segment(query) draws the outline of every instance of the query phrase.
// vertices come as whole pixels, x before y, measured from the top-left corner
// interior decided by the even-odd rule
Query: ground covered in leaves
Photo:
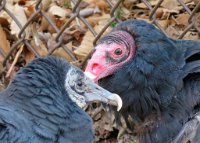
[[[74,0],[76,2],[76,0]],[[149,0],[149,3],[154,7],[159,0]],[[18,19],[16,23],[6,11],[0,11],[0,90],[4,89],[10,79],[15,75],[20,67],[23,67],[35,58],[35,53],[24,44],[22,41],[16,46],[9,56],[9,59],[3,65],[5,55],[9,54],[12,47],[18,42],[22,27],[26,25],[31,16],[37,12],[35,9],[36,0],[7,0],[6,9],[11,11]],[[111,0],[110,4],[115,5],[116,0]],[[198,0],[184,0],[184,3],[193,10],[198,3]],[[42,11],[55,24],[57,29],[62,29],[66,22],[72,16],[72,9],[75,4],[70,0],[42,0]],[[79,15],[81,15],[91,28],[98,34],[111,19],[110,5],[106,1],[97,0],[82,0],[79,4]],[[127,19],[143,19],[149,21],[150,11],[141,0],[124,0],[116,9],[115,15],[120,20]],[[190,15],[176,0],[164,0],[161,6],[156,10],[156,19],[158,24],[166,33],[178,38],[179,35],[189,25],[188,19]],[[200,23],[200,11],[197,11],[194,18],[197,23]],[[150,21],[149,21],[150,22]],[[103,33],[109,32],[117,22],[113,22]],[[47,55],[54,47],[56,47],[56,38],[58,31],[44,15],[38,14],[31,19],[31,22],[25,30],[26,41],[39,53],[40,56]],[[73,56],[67,54],[66,50],[58,47],[52,54],[63,57],[72,64],[84,69],[84,65],[88,59],[88,55],[93,49],[93,41],[95,37],[88,30],[80,19],[75,18],[62,33],[62,45],[69,48]],[[191,28],[183,37],[183,39],[199,40],[199,34]],[[136,139],[131,132],[126,129],[123,119],[121,125],[115,123],[114,114],[105,112],[105,106],[95,103],[88,106],[86,111],[94,120],[94,128],[96,130],[96,141],[99,143],[114,143],[114,142],[136,142]]]

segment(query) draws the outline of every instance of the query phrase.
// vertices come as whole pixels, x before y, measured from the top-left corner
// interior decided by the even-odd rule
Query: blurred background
____________
## Stated goal
Recast the listing above as a numbered list with one entry per line, skipping the blank lines and leaving out the pictures.

## Exercise answer
1. segment(query) draws the outline of every instance of the query phrase.
2. // vertices come as whole pixels, x before y, measured from the top-left corner
3. // interior decided by the even-odd rule
4. Query: ground covered in leaves
5. Photo:
6. [[[74,0],[76,2],[76,0]],[[149,0],[149,3],[154,7],[159,0]],[[18,19],[16,23],[6,11],[0,11],[0,90],[4,89],[10,79],[15,75],[20,67],[23,67],[35,58],[35,53],[24,44],[22,41],[16,46],[9,56],[9,59],[3,65],[5,55],[9,54],[12,47],[18,42],[22,27],[26,25],[31,16],[37,12],[35,9],[36,0],[7,0],[6,9],[11,11]],[[111,0],[110,4],[115,5],[116,0]],[[198,0],[184,0],[184,3],[193,10],[198,3]],[[42,11],[55,24],[57,29],[62,29],[66,22],[72,16],[72,9],[75,4],[70,0],[42,0]],[[79,15],[81,15],[91,28],[98,34],[111,19],[110,5],[106,1],[97,0],[82,0],[79,4]],[[127,19],[143,19],[149,21],[150,11],[141,0],[124,0],[116,9],[115,15],[120,20]],[[190,15],[176,0],[164,0],[161,6],[156,10],[156,19],[158,24],[166,33],[178,38],[179,35],[189,25],[188,19]],[[200,23],[200,11],[197,11],[194,18],[197,23]],[[150,21],[149,21],[150,22]],[[103,33],[109,32],[117,22],[113,22]],[[47,55],[54,47],[56,47],[56,38],[58,31],[44,15],[38,14],[31,19],[31,22],[25,30],[26,41],[39,53],[40,56]],[[73,56],[67,54],[66,50],[58,47],[52,54],[63,57],[72,64],[84,69],[84,65],[88,59],[88,55],[93,49],[93,41],[95,37],[88,30],[80,19],[75,18],[62,33],[62,45],[69,48]],[[191,28],[183,37],[183,39],[199,40],[199,34]],[[136,139],[131,132],[126,129],[123,119],[121,125],[115,123],[114,114],[105,112],[105,106],[95,103],[88,106],[86,111],[94,120],[94,128],[96,130],[96,141],[99,143],[114,143],[114,142],[136,142]]]
7. segment(query) draws the outline of every instance of the query phrase.
8. // vertices come as whole pixels, x before y, measured from the top-left corner
9. // interior decided by the even-odd rule
10. Query: blurred background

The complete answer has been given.